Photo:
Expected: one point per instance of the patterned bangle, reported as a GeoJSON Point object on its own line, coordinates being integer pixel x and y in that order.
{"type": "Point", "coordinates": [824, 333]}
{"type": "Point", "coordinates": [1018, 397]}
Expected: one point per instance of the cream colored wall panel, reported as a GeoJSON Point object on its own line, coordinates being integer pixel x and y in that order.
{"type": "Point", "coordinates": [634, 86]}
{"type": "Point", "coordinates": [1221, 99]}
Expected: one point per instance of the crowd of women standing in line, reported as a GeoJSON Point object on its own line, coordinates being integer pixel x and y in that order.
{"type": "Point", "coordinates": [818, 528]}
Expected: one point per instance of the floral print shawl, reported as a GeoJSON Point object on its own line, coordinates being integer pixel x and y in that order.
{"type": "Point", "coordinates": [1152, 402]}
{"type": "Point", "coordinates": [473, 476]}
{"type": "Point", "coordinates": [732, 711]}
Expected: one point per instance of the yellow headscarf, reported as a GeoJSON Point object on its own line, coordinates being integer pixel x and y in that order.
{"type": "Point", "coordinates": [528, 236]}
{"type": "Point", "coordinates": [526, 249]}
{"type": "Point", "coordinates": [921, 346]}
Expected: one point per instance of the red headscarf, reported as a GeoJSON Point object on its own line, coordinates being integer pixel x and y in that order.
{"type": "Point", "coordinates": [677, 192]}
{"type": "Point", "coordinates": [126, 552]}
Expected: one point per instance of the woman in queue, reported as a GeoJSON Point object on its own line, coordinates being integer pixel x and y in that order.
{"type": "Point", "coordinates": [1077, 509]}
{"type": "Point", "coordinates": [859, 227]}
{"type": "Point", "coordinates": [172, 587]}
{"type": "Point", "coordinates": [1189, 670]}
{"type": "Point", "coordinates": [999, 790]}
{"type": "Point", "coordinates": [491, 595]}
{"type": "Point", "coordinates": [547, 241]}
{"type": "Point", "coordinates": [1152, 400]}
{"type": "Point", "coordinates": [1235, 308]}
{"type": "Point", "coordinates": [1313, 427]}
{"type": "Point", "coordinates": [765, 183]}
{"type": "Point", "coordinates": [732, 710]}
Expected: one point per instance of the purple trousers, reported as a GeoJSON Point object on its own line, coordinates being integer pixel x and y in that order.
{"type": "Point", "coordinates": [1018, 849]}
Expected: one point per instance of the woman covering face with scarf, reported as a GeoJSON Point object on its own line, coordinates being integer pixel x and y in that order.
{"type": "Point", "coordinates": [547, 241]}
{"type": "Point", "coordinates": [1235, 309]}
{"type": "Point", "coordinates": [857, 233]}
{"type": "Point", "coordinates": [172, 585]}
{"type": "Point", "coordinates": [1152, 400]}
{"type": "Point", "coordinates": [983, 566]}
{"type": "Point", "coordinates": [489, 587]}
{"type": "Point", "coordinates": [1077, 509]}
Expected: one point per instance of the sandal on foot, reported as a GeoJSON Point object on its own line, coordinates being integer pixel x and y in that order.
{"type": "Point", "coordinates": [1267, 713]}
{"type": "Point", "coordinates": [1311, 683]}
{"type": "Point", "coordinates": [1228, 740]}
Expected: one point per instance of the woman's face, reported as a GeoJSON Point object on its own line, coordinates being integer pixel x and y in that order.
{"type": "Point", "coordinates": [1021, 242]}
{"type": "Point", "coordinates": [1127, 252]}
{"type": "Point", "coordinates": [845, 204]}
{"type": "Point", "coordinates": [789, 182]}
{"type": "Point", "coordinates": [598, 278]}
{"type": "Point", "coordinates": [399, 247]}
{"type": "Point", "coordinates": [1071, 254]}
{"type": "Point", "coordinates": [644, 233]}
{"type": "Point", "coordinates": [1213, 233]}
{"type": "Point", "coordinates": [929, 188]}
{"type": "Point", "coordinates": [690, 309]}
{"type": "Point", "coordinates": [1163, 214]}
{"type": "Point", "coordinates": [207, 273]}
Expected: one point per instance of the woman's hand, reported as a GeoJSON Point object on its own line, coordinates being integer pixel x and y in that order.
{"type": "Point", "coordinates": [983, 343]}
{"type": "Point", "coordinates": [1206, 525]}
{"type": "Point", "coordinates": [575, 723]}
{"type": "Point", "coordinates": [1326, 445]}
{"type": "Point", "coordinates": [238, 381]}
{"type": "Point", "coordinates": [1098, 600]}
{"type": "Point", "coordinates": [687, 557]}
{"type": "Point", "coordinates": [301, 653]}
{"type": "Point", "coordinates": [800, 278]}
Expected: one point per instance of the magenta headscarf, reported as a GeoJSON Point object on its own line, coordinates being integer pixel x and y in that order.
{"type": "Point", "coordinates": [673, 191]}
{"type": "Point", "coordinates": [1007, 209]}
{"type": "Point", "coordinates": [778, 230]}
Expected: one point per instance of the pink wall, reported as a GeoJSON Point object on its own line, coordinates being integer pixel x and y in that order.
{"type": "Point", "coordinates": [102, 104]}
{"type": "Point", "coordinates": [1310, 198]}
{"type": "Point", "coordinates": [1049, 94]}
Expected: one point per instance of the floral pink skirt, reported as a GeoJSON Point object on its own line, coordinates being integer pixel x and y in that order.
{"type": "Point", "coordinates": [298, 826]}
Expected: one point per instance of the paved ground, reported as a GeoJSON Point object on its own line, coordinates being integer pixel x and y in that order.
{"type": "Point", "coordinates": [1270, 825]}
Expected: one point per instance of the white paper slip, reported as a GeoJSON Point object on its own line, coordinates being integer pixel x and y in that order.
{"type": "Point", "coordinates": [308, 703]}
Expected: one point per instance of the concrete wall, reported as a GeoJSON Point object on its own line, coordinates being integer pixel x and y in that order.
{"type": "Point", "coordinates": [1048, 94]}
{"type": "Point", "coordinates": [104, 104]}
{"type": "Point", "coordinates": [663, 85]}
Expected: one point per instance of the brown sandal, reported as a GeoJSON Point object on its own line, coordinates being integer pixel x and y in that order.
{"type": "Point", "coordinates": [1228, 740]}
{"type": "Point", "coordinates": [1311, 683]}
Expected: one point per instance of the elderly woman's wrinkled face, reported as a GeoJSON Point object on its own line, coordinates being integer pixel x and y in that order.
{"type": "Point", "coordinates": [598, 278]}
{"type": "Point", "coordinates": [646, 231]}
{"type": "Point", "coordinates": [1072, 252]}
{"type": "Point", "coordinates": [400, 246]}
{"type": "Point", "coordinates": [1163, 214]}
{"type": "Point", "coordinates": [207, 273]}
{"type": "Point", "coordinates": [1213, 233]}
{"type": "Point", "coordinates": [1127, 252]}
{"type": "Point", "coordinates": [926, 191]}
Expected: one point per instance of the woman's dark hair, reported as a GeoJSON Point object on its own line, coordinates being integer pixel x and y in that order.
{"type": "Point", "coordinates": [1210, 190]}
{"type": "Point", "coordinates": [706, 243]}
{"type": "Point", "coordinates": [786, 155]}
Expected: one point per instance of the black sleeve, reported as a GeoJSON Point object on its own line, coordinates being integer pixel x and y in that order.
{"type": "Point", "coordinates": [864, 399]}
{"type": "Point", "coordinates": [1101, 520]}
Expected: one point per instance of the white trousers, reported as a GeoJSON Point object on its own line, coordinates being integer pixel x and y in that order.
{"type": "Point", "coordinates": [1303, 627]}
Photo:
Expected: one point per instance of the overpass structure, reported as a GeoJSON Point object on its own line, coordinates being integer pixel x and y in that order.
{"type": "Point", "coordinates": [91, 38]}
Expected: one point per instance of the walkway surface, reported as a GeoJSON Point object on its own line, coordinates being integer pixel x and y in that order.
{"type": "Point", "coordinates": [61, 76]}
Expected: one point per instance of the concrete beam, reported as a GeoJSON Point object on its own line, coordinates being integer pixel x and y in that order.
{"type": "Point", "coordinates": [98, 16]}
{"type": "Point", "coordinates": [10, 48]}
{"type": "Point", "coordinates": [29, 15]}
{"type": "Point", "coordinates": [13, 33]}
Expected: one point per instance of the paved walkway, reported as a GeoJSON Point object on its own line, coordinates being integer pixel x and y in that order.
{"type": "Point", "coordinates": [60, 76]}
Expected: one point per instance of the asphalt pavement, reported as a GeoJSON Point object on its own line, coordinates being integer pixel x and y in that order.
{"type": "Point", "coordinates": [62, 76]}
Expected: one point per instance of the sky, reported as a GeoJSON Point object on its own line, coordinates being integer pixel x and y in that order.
════════════════
* _THE EXERCISE_:
Repeat only the stretch of lines starting at the one containing "Expected: one point per instance of the white trousers, reported" and running to the final line of the entries above.

* _ANSWER TO THIS TASK_:
Expected: one point per instance of the white trousers, reported as a GeoJSON Point object on its own line, coordinates being integer pixel x and y in that order.
{"type": "Point", "coordinates": [1303, 627]}
Photo:
Expected: one point per instance of the overpass structure, reported as a GeoJSON Point object on its own line, coordinates being integer pixel x and y in that order.
{"type": "Point", "coordinates": [91, 38]}
Expected: one point per instance of the walkway surface, reported as a GeoJSON Point object on its own line, coordinates being integer pixel x and y in that order.
{"type": "Point", "coordinates": [61, 76]}
Expected: one point per instance of the concrete beam, reported as a GeoJSON Point object on its own line, coordinates being integer pixel x and y in that order.
{"type": "Point", "coordinates": [98, 16]}
{"type": "Point", "coordinates": [10, 48]}
{"type": "Point", "coordinates": [29, 15]}
{"type": "Point", "coordinates": [13, 33]}
Expected: one point per instance of the paved walkway, reported as a GeoJSON Point object on its own line, coordinates being integer pixel x and y in that order.
{"type": "Point", "coordinates": [60, 76]}
Expected: one point per instance of the asphalt pavement, reported as a GeoJSON Point object on its own line, coordinates being integer pixel x and y in that order.
{"type": "Point", "coordinates": [62, 76]}
Expected: one point per instance of the sky, reported as a GeoJSON Point object on its own line, coordinates being integer pixel x and y in that order.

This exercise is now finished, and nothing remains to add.